Texte à lire:
────────────────────
Spiritualité laïque : innovation, alliance de mots ou contresens ?
Depuis que le ministre de l'Education Nationale, Vincent Peillon, a réintroduit dans les préoccupations officielles la notion de "morale laïque", ce sujet a fait florès. Certains y ont vu le retour de l'apprentissage des devoirs à coté de celle des droits ! Et pour nourrir cette initiative, on a même fait appel à la "spiritualité laïque" ! C'est alors que l'on a probablement tutoyé le contresens absolu !
Le Penseur de Rodin
Pourquoi et dans quel objectif veut-on associer ces deux termes ?
Veut-on dire que la Laïcité, comme les religions, serait susceptible de définir des obligations au nom d'une transcendance ? S'il en était ainsi, alors il y aurait un "catéchisme" de la Laïcité qui transmettrait une loi morale...
Catherine Kintzler parle là de contresens dans un article de son Blog "Mezetulle" en 2009 dont je prends cet extrait de l'introduction : "si par « spiritualité » on entend ce qui relève d’une aspiration à la transcendance – telle qu’on la trouve dans beaucoup de religions – parler de « spiritualité laïque » serait un contresens, car ce serait situer la pensée laïque sur le même plan qu’une croyance religieuse."
────────────────────
Relevé des données:
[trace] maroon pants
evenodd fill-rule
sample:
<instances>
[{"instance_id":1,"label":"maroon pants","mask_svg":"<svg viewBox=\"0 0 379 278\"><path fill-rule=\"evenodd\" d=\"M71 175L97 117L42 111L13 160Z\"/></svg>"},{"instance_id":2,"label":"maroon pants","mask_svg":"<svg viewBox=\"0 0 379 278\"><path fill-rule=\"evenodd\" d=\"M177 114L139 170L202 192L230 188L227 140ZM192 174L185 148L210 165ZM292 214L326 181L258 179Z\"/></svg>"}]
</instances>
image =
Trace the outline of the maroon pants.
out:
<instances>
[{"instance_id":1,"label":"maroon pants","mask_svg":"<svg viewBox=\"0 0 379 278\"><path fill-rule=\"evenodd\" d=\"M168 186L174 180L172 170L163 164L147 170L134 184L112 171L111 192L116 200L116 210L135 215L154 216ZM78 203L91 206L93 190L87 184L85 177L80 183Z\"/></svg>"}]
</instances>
────────────────────
Problème à résoudre: Recopiez le passage du texte sur la spiritualité laïque qui va de « Depuis que le » à « une loi morale... ».

Réponse attendue:
Depuis que le ministre de l'Education Nationale, Vincent Peillon, a réintroduit dans les préoccupations officielles la notion de "morale laïque", ce sujet a fait florès. Certains y ont vu le retour de l'apprentissage des devoirs à coté de celle des droits ! Et pour nourrir cette initiative, on a même fait appel à la "spiritualité laïque" ! C'est alors que l'on a probablement tutoyé le contresens absolu !
Le Penseur de Rodin
Pourquoi et dans quel objectif veut-on associer ces deux termes ?
Veut-on dire que la Laïcité, comme les religions, serait susceptible de définir des obligations au nom d'une transcendance ? S'il en était ainsi, alors il y aurait un "catéchisme" de la Laïcité qui transmettrait une loi morale...